[Stored data entries]
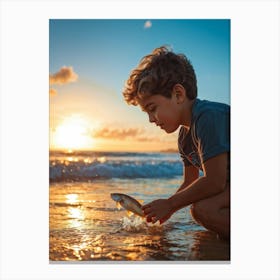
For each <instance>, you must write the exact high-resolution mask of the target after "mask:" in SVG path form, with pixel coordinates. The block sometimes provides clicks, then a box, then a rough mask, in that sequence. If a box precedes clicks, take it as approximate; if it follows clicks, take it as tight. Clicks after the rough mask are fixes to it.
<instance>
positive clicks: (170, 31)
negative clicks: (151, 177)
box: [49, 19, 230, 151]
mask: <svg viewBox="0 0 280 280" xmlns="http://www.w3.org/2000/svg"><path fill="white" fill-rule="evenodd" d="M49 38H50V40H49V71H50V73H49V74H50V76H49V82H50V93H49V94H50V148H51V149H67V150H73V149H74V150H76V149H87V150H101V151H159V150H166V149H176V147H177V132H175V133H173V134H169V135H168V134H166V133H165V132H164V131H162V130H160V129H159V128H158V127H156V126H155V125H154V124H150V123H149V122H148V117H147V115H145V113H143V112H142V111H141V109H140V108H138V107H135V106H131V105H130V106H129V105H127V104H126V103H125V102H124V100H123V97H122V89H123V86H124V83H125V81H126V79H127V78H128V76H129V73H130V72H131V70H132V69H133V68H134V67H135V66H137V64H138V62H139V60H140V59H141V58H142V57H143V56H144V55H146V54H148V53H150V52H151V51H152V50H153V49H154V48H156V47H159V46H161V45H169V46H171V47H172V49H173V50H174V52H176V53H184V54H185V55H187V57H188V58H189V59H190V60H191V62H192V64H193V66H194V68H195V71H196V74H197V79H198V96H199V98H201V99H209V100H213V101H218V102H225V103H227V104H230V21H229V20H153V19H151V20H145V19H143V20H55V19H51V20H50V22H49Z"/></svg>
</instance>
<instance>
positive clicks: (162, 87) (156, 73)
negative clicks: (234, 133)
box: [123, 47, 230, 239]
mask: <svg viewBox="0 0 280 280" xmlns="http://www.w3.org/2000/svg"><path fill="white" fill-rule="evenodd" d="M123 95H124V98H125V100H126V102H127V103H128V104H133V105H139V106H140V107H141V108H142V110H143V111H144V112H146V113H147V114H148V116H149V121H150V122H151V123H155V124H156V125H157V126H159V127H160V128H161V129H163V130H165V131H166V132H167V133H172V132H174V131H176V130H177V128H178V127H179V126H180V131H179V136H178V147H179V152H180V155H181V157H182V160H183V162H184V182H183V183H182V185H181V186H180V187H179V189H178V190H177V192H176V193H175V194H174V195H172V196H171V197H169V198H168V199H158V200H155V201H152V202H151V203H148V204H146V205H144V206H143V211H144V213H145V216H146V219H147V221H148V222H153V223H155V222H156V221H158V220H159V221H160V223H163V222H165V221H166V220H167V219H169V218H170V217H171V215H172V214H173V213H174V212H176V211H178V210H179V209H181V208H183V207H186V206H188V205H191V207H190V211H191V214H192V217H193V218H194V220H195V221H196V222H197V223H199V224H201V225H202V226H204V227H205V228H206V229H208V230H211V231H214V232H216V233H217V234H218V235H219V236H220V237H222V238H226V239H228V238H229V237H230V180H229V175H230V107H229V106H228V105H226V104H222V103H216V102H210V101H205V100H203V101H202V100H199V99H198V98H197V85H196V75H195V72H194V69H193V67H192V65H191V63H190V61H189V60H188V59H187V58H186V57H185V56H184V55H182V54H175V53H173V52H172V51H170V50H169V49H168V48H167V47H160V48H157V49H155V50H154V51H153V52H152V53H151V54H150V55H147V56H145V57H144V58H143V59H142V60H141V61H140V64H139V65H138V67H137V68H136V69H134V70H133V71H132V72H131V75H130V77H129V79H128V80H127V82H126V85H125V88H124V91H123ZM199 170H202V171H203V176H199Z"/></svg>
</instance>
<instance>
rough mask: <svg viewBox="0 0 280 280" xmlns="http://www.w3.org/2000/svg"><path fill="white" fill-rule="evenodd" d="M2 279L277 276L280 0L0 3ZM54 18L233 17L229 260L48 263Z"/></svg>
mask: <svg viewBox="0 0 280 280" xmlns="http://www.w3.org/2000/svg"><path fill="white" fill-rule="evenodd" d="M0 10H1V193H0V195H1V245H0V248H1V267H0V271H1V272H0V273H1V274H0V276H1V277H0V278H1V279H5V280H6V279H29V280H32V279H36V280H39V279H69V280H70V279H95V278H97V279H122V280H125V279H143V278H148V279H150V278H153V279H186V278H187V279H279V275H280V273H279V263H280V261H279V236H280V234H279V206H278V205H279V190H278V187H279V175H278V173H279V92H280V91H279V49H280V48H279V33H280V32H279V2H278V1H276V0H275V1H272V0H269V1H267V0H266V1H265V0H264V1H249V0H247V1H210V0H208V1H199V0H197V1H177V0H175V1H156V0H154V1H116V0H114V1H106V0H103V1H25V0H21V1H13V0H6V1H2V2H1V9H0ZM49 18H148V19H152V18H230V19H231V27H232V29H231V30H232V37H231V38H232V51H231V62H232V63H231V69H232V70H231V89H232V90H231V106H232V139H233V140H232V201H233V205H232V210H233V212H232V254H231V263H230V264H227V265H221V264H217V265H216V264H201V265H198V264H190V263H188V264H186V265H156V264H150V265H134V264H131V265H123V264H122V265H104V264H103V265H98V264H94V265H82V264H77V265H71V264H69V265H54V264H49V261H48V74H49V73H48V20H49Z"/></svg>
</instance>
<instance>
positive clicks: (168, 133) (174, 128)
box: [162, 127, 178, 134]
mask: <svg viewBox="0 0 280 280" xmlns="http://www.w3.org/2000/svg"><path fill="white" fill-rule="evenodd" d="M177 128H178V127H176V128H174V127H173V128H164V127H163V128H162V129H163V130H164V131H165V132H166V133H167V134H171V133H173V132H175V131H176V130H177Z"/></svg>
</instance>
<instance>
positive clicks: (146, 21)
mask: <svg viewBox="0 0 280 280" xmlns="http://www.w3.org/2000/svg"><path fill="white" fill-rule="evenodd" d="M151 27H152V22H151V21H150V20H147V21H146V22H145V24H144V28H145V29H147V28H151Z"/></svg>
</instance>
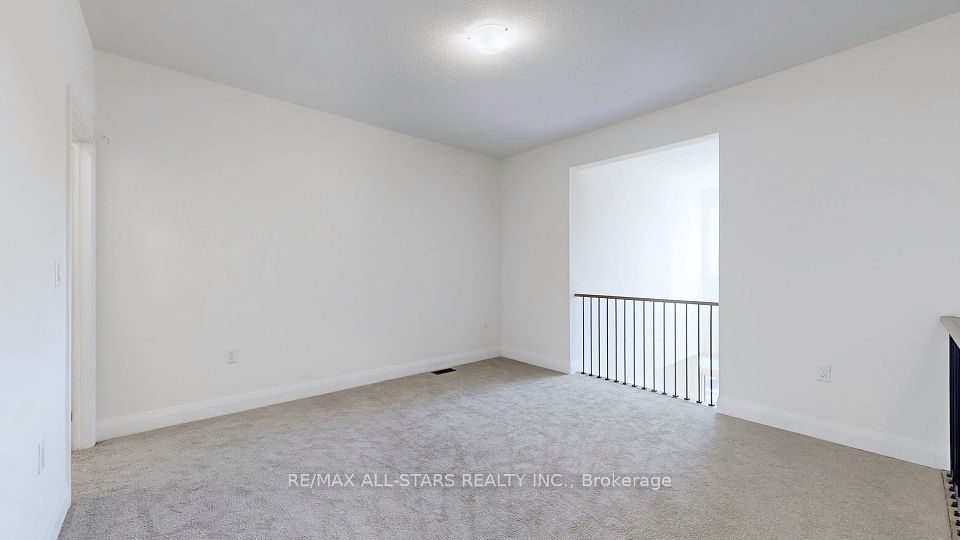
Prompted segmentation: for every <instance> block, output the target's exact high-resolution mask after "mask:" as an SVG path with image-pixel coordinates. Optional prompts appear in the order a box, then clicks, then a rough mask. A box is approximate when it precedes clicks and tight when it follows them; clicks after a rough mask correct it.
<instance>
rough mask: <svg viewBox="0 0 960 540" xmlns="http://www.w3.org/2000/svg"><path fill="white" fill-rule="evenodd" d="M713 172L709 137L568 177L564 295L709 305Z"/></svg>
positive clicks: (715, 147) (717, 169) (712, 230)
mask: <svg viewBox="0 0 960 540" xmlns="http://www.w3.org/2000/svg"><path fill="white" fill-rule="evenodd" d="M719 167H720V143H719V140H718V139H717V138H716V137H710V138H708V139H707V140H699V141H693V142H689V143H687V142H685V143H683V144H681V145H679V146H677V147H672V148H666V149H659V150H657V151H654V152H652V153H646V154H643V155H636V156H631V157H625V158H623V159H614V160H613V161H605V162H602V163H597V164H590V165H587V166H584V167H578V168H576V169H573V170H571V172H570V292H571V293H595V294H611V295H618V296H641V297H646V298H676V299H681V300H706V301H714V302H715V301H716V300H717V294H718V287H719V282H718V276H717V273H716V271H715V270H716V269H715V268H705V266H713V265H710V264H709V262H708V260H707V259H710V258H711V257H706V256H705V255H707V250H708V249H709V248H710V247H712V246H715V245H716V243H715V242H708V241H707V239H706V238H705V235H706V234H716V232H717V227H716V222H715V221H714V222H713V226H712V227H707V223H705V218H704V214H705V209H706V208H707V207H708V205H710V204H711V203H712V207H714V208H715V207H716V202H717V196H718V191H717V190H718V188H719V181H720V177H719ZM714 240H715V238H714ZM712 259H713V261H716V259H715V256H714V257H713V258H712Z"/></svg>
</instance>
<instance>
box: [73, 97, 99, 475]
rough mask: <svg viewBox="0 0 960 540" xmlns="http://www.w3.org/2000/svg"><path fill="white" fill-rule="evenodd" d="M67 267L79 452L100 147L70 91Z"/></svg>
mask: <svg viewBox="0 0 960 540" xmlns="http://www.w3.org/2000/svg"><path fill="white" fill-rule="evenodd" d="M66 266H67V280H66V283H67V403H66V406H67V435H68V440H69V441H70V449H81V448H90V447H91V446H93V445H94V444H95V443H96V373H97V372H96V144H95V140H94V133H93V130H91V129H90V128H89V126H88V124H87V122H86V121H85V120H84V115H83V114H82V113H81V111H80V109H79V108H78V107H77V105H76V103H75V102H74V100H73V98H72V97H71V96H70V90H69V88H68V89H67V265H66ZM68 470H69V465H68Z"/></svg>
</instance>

Brief
Copy out the data from its beginning through the line containing "positive clicks: (170, 31)", including both ends, and leave out the pictures.

Result of the exercise
For each <instance>, you must write the exact high-resolution mask of the target after "mask:" in SVG path form, with pixel coordinates. The block sometimes provides clicks, then a box, then a rough mask, in that sequence. If a box precedes clicks, take it as approximate; if it follows clicks, take it as tight. Clicks after the rough mask are fixes to it.
<instance>
positive clicks: (170, 31)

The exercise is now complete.